DATASET EXTRACT Start Marker
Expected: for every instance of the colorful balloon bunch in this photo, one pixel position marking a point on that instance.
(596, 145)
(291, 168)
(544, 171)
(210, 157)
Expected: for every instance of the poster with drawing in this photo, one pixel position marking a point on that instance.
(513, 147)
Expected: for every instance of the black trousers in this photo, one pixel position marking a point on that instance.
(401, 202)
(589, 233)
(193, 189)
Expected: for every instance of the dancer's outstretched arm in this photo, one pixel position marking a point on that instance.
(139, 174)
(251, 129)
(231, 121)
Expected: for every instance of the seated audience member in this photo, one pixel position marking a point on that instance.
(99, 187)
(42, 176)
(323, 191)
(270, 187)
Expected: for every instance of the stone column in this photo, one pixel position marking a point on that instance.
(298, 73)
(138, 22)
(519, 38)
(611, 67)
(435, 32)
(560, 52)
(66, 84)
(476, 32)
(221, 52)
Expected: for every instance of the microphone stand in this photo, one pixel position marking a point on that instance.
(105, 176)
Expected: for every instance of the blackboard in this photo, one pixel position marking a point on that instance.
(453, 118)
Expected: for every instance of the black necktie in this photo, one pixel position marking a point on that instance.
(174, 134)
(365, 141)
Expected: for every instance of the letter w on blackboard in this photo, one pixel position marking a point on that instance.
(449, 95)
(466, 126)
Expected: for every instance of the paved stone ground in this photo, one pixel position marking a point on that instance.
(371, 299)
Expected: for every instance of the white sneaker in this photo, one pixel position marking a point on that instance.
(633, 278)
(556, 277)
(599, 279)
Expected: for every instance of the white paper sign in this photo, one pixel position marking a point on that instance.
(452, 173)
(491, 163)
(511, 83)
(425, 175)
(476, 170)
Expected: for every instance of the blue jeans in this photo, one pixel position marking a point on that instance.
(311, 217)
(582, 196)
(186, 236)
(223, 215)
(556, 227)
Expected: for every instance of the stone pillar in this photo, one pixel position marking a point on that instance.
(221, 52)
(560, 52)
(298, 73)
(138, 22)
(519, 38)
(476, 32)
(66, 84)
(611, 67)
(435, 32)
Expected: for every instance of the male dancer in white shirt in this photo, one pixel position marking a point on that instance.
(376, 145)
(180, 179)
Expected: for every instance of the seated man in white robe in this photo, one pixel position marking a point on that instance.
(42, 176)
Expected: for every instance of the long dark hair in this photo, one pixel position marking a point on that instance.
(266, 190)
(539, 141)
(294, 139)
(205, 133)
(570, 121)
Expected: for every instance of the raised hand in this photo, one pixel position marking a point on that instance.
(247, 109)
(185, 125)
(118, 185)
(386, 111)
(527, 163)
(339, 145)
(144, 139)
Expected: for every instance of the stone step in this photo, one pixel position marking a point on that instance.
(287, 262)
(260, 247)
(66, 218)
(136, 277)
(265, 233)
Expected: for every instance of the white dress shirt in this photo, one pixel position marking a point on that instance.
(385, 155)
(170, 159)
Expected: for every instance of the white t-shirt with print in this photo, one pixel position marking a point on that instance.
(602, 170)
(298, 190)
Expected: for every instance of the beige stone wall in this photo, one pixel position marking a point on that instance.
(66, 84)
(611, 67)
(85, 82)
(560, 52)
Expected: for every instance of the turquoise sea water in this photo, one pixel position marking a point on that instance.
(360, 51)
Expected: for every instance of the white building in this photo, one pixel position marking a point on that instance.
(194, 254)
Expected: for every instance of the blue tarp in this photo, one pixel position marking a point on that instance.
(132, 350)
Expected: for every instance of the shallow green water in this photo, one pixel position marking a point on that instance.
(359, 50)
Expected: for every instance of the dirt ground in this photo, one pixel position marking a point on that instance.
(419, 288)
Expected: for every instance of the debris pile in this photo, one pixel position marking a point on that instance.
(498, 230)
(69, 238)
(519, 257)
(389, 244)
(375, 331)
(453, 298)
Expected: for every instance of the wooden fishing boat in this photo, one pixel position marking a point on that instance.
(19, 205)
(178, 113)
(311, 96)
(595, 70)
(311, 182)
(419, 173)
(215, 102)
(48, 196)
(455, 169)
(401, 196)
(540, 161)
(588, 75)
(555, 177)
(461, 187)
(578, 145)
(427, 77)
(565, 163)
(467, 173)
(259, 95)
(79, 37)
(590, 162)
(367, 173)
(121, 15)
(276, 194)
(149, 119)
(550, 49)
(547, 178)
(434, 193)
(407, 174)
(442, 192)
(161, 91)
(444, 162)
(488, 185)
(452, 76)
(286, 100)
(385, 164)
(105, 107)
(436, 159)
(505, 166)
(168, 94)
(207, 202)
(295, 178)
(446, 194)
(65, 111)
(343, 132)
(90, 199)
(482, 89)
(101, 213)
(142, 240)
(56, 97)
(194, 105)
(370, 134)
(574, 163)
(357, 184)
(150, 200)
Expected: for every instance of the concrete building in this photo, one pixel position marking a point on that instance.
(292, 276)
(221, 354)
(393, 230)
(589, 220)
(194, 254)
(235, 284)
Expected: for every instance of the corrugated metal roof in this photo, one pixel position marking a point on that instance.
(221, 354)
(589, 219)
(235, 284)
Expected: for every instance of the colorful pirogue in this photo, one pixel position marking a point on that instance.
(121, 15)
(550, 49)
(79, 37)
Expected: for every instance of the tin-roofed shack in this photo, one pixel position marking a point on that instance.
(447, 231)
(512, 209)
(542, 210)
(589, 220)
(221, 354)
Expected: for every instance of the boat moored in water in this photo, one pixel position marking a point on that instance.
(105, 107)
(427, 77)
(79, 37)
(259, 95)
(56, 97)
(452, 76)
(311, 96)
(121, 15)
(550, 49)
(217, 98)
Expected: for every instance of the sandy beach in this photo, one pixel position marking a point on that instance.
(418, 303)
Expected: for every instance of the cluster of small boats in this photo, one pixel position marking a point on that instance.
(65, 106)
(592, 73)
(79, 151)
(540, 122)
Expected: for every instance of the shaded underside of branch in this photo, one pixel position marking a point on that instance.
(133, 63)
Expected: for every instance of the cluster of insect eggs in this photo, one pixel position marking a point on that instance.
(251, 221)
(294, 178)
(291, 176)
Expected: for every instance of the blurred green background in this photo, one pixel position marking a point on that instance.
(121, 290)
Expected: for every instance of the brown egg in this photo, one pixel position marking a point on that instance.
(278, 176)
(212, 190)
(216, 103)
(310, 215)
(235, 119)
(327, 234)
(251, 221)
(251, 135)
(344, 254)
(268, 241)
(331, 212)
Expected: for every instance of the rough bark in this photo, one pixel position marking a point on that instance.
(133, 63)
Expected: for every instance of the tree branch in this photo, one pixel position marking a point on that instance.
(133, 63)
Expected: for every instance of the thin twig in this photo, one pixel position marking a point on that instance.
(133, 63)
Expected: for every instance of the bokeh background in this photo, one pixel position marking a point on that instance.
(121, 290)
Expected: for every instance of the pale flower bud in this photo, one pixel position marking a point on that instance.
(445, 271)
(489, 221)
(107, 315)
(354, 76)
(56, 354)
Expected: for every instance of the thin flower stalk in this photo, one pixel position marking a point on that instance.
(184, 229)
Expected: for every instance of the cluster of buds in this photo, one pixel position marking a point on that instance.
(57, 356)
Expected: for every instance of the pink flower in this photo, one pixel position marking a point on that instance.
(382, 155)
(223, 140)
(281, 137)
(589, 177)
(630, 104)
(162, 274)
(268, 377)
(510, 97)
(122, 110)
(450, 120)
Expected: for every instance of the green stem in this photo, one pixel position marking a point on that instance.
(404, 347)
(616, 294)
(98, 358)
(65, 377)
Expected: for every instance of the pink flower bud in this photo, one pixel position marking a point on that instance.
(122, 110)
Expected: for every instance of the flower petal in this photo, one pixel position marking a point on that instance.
DATASET EXTRACT End Marker
EXERCISE :: Your reply should be the material above, repeated word for word.

COMPLETED TASK ::
Expected: for every instance of the colorful balloon bunch in this photo, one pixel position marking a point on that instance.
(596, 145)
(291, 168)
(544, 171)
(210, 157)
Expected: for every instance of the poster with drawing in this photo, one pixel position marking a point on that instance.
(513, 147)
Expected: for every instance of the black trousers in this photo, one pixel position marking a point on that instance.
(401, 202)
(589, 233)
(193, 189)
Expected: for every instance of the dancer's outstretched arm in this photo, one pixel position marking a point on that instance.
(139, 174)
(251, 129)
(231, 121)
Expected: for every instance of the seated audience member in this photo, one pixel position marking a point on that instance.
(99, 187)
(42, 176)
(323, 191)
(270, 187)
Expected: for every instance of the stone column in this photo, one pixel position marking a point on that instance.
(298, 73)
(138, 22)
(519, 38)
(611, 67)
(435, 32)
(560, 52)
(66, 84)
(476, 32)
(221, 52)
Expected: for every instance of the microphone stand in this photo, one pixel position marking a point on that instance.
(105, 176)
Expected: for every instance of the blackboard in this photo, one pixel position marking a point on that instance.
(453, 118)
Expected: for every instance of the black necktie in this photo, one pixel position marking a point on that instance.
(174, 134)
(365, 141)
Expected: for every instance of the letter w on blackboard in this photo, one pixel position marking a point on that instance.
(449, 95)
(466, 126)
Expected: for every instance of the paved stone ground in this photo, one pixel position marking a point on that instance.
(371, 299)
Expected: for every instance of the white sneaker in this photo, one pixel position marking a point on that instance.
(633, 278)
(556, 277)
(599, 279)
Expected: for every instance of the white paper sign in this photo, one pixel position marking a point on that instance.
(452, 173)
(491, 163)
(511, 83)
(425, 175)
(476, 170)
Expected: for every instance of the blue jeans in this photo, one pixel position marking a point on that instance.
(311, 217)
(582, 196)
(186, 236)
(223, 215)
(556, 227)
Expected: for every instance of the stone pillar in this photo, one pixel position marking a point on that instance.
(221, 52)
(560, 52)
(298, 73)
(138, 22)
(519, 38)
(476, 32)
(66, 84)
(611, 67)
(435, 32)
Expected: for every instance of the male dancer in white shirt in this photo, one pixel position marking a point on that instance.
(376, 145)
(180, 179)
Expected: for every instance of the seated man in white robe in this photo, one pixel position marking a point on that instance.
(42, 176)
Expected: for every instance of the long dark hair in this photo, one pixel position marking a point on that instance.
(266, 190)
(539, 141)
(294, 139)
(205, 133)
(570, 121)
Expected: for every instance of the raised hand in this photo, one pixel position marking a point on that instance.
(247, 109)
(185, 125)
(118, 185)
(386, 111)
(527, 163)
(339, 145)
(144, 139)
Expected: for every instance of the stone step in this photo, one pixel position marking a point on that instance.
(287, 262)
(260, 247)
(66, 218)
(136, 277)
(265, 233)
Expected: for every instance of the white dress shirt in this photo, one pixel position marking a point on that instance.
(385, 155)
(170, 159)
Expected: for every instance of the white t-shirt with print in this photo, one pixel position marking a point on that instance.
(602, 170)
(298, 190)
Expected: for every instance of the beige stone wall in this photo, one pixel position marking a point on that instance.
(66, 84)
(611, 67)
(85, 82)
(560, 52)
Expected: for every instance of the turquoise sea water in this photo, one pixel position marking a point on that instance.
(360, 51)
Expected: for every instance of the white building in this photo, one pixel position marking a point on that instance.
(194, 254)
Expected: for every instance of the blue tarp in this photo, one pixel position marking a point on that instance.
(132, 350)
Expected: for every instance of the shallow green water in this photo, one pixel position marking a point on that instance.
(359, 50)
Expected: for every instance of the dirt ground in this photo, one pixel position marking a point on that instance.
(419, 288)
Expected: for every instance of the debris pile in this photo, one pixel position marking a point on that instance.
(498, 230)
(69, 238)
(519, 257)
(389, 244)
(375, 331)
(453, 298)
Expected: for every instance of the wooden fishing boat in this photo, one pixel position marking a point on that instance.
(19, 205)
(178, 113)
(311, 96)
(595, 70)
(311, 182)
(419, 173)
(215, 102)
(48, 196)
(455, 169)
(401, 196)
(540, 161)
(588, 75)
(555, 177)
(461, 187)
(578, 145)
(427, 77)
(565, 163)
(467, 173)
(259, 95)
(79, 37)
(590, 162)
(367, 173)
(121, 15)
(276, 194)
(149, 119)
(550, 49)
(547, 178)
(434, 193)
(407, 174)
(442, 192)
(161, 91)
(444, 162)
(488, 185)
(452, 76)
(286, 100)
(385, 164)
(105, 107)
(436, 159)
(505, 166)
(168, 94)
(207, 202)
(295, 178)
(446, 194)
(65, 111)
(343, 132)
(90, 199)
(482, 89)
(101, 213)
(142, 240)
(56, 97)
(194, 105)
(370, 134)
(574, 163)
(357, 184)
(150, 200)
Expected: for every instance of the concrete building in this photo, one pixel position marking a point on that instance.
(292, 276)
(221, 354)
(393, 230)
(589, 220)
(194, 254)
(235, 284)
Expected: for every instance of the corrugated metal roof in this photo, one pixel position marking a point on that instance.
(221, 354)
(589, 219)
(235, 284)
Expected: for every instance of the colorful pirogue in this photo, one pixel position marking a point on that instance.
(121, 15)
(550, 49)
(79, 37)
Expected: for every instance of the tin-roofed shack in this photo, one pixel position marking a point on that instance.
(447, 231)
(512, 209)
(542, 210)
(589, 220)
(221, 354)
Expected: for every instance of the boat moored in water in this photo, one pixel position marking a point on that instance.
(105, 107)
(427, 77)
(79, 37)
(259, 95)
(56, 97)
(452, 76)
(311, 96)
(121, 15)
(550, 49)
(217, 98)
Expected: for every instance of the sandy beach in this photo, one pixel position marking a point on that instance.
(418, 303)
Expected: for every instance of the cluster of small boats in this photo, one pixel position marking a point on that instance.
(65, 106)
(592, 73)
(79, 151)
(540, 122)
Expected: for every instance of the shaded underside of branch in this photo, one pixel position marking a point on that instance.
(133, 63)
Expected: for every instance of the cluster of insect eggs in this photo, one pixel position marking a point on that instance.
(251, 221)
(294, 178)
(291, 176)
Expected: for every instance of the blurred green background in this photo, one pixel position marking a point on that instance.
(121, 290)
Expected: for every instance of the brown egg in this photo, one pixel position marking a point on that instance.
(278, 176)
(212, 190)
(216, 103)
(310, 215)
(235, 119)
(327, 234)
(251, 221)
(251, 135)
(344, 254)
(268, 241)
(331, 212)
Expected: for every instance of the rough bark in this photo, one pixel position marking a point on that instance.
(133, 63)
Expected: for every instance of the tree branch in this photo, one pixel position marking a point on that instance.
(133, 63)
Expected: for every instance of the thin twig in this photo, one pixel position marking a point on that instance.
(133, 63)
Expected: for every instance of the bokeh background in this photo, one pixel position marking a point on that instance.
(121, 290)
Expected: for every instance of the pale flower bud in this photo, one pixel position marking a point on that instance.
(445, 271)
(489, 221)
(107, 315)
(354, 76)
(56, 354)
Expected: for every instance of the thin flower stalk in this photo, one pixel position marking a point on that instance.
(184, 229)
Expected: for every instance of the cluster of buds in this photo, one pixel position marking a point on that instance.
(57, 356)
Expected: for every instance of the pink flower in this photo, one pixel position marking a point on that instance.
(382, 155)
(223, 140)
(281, 137)
(589, 177)
(630, 104)
(162, 274)
(268, 377)
(510, 97)
(122, 110)
(450, 120)
Expected: for every instance of the green stem in this photo, one pixel position marking a point on that instance.
(404, 347)
(616, 294)
(98, 358)
(65, 377)
Expected: for every instance of the pink flower bud in this photo, one pixel position marking a point on that instance.
(122, 110)
Expected: for every instance of the flower petal in this photo, one pixel position marking a point on that instance.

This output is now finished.